你要做的:
1) 根据页面正文回答下列问题：
(a) 作者认为Sentinel没有用哪个库来完成自己的逻辑，从而降低了代码阅读门槛？
(b) 本文要分析的流量统计代码存在于哪个Slot中？
(c) 在StatisticSlot中，针对某一个Node用什么算法来计算流量？
2) 请把页面正文中从“StatisticSlot 代码如下：”到“the specific context.”的部分一字不差地抄录下来。

页面正文:
Sentinel学习笔记（1）-- 流量统计代码解析

前言

最近在看sentinel的一些资料和代码，github请参见这个网址，看过代码之后感觉sentinel在限流熔断上相较于Hystrix可能会更好一点，一方面是他没有用多余的线程池，通过滚动数组来记录了当前流量来完成限流逻辑，比Hystrix完全通过并发线程数来限流功能更好一点，另外一方面是他没有用RxJava来完成自己的逻辑，从代码阅读上门槛低了不少，并且通过类似于责任链模式形成了一个slot的chain，即提升了代码的可读性也增强了可扩展性。示意图如下（转自github）：

Slot Chain 工作流

本文作为Sentinel学习系列第一篇文章需要分析的代码针对的是流量统计相关，对应于上图是存在于StatisticSlot中。

流量统计

本来第一篇文章应该从TreeNode这个Slot开始，但是确实我目前现在对于Sentinel中Context和Node的具体关系没有特别理清，所以就先直接跳过直接到了流量统计这一块来了。对于这一块需要知道的背景知识的话可能就是一个Node代表的就是请求的一个资源，在StatisticSlot中针对某一个Node通过滚动数组算法来计算他的流量。这也跟前言中的图一致。

代码结构

首先得称赞一句阿里的代码组织非常好，这是通过github clone下来的项目截图，红框中就是我们需要关注的流量统计相关代码的所在了：

代码结构

StatisticSlot 入口

StatisticSlot 代码如下：

/**
 * <p>
 * A processor slot that dedicates to real time statistics.
 * When entering this slot, we need to separately count the following
 * information:
 * <ul>
 * <li>{@link ClusterNode}: total statistics of a cluster node of the resource id  </li>
 * <li> origin node: statistics of a cluster node from different callers/origins.</li>
 * <li> {@link DefaultNode}: statistics for specific resource name in the specific context.

所给材料:
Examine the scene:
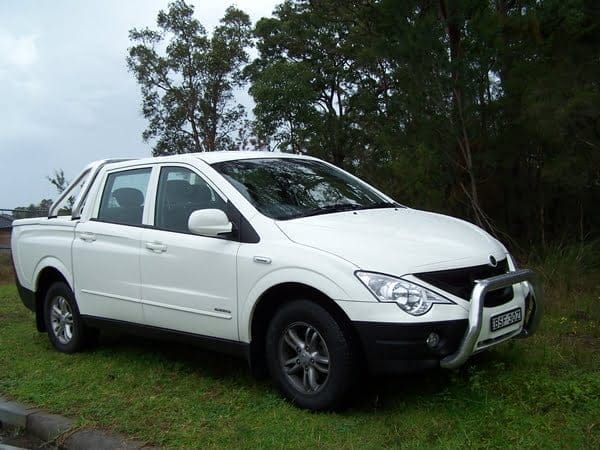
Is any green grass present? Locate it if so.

参考答案:
1)
(a) RxJava
(b) StatisticSlot
(c) 滚动数组算法

2)
StatisticSlot 代码如下：

/**
 * <p>
 * A processor slot that dedicates to real time statistics.
 * When entering this slot, we need to separately count the following
 * information:
 * <ul>
 * <li>{@link ClusterNode}: total statistics of a cluster node of the resource id  </li>
 * <li> origin node: statistics of a cluster node from different callers/origins.</li>
 * <li> {@link DefaultNode}: statistics for specific resource name in the specific context.